BEGIN AVAILABLE RECORDS

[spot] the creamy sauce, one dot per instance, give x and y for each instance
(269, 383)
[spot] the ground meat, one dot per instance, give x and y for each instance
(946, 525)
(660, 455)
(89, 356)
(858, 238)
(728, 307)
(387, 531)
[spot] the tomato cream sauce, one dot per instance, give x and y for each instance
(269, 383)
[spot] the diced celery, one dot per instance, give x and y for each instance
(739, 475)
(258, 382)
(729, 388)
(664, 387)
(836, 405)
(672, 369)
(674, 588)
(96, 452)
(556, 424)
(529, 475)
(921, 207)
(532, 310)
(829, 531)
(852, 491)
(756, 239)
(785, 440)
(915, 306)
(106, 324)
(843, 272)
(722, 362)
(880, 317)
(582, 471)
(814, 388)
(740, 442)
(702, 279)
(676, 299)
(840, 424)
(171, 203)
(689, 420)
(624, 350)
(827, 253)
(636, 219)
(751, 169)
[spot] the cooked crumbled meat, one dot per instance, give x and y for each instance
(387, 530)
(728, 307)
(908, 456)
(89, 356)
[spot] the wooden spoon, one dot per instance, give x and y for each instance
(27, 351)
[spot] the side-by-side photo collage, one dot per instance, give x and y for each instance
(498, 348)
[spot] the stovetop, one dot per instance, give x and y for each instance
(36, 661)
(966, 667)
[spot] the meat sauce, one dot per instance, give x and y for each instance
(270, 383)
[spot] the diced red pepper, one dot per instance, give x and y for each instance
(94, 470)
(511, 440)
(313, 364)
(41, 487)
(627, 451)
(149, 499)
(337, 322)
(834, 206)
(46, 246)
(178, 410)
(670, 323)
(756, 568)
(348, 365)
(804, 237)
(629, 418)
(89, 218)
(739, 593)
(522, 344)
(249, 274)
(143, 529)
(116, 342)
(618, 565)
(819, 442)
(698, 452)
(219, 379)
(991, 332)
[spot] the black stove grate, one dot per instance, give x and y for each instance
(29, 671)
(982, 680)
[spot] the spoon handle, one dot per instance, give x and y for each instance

END AVAILABLE RECORDS

• **TASK INSTRUCTIONS**
Output each line of the material exactly as it was written above.

• **RESULT**
[spot] the creamy sauce, one dot per instance, give x and y for each instance
(269, 383)
[spot] the ground meat, one dot per instance, give x and y for each instance
(946, 525)
(660, 455)
(89, 356)
(858, 238)
(728, 307)
(387, 531)
[spot] the tomato cream sauce, one dot per instance, give x and y for each instance
(269, 383)
[spot] the diced celery, one dot per instance, give x and y for each instance
(739, 475)
(258, 382)
(729, 388)
(664, 387)
(836, 405)
(672, 369)
(674, 588)
(96, 452)
(556, 424)
(529, 475)
(921, 207)
(532, 310)
(829, 531)
(852, 491)
(756, 239)
(785, 440)
(915, 306)
(106, 324)
(843, 272)
(722, 362)
(880, 317)
(582, 471)
(814, 388)
(740, 442)
(702, 279)
(676, 299)
(840, 424)
(171, 203)
(689, 420)
(624, 350)
(827, 253)
(636, 219)
(751, 169)
[spot] the cooked crumbled meat, one dot per instance, give x and y for each instance
(387, 530)
(728, 307)
(908, 456)
(89, 356)
[spot] the wooden spoon, one dot per instance, give x and y for each instance
(27, 351)
[spot] the side-by-side photo collage, one dot per instance, give x and y for each instance
(498, 348)
[spot] the stovetop, one dot per instance, give x and y for each instance
(36, 661)
(966, 667)
[spot] the meat sauce, one dot per instance, give x and y for each instance
(270, 383)
[spot] the diced red pepper, one dot per instance, give x and y for each instance
(94, 470)
(511, 440)
(313, 364)
(41, 487)
(627, 451)
(149, 499)
(337, 322)
(834, 206)
(46, 246)
(178, 410)
(670, 323)
(756, 568)
(348, 365)
(804, 237)
(629, 418)
(89, 218)
(739, 593)
(522, 344)
(249, 274)
(143, 529)
(116, 342)
(618, 565)
(819, 442)
(698, 452)
(219, 379)
(991, 332)
[spot] the black stove grate, one dot per instance, give x and y for each instance
(29, 671)
(982, 680)
[spot] the spoon handle, one dot per instance, give x and y for each instance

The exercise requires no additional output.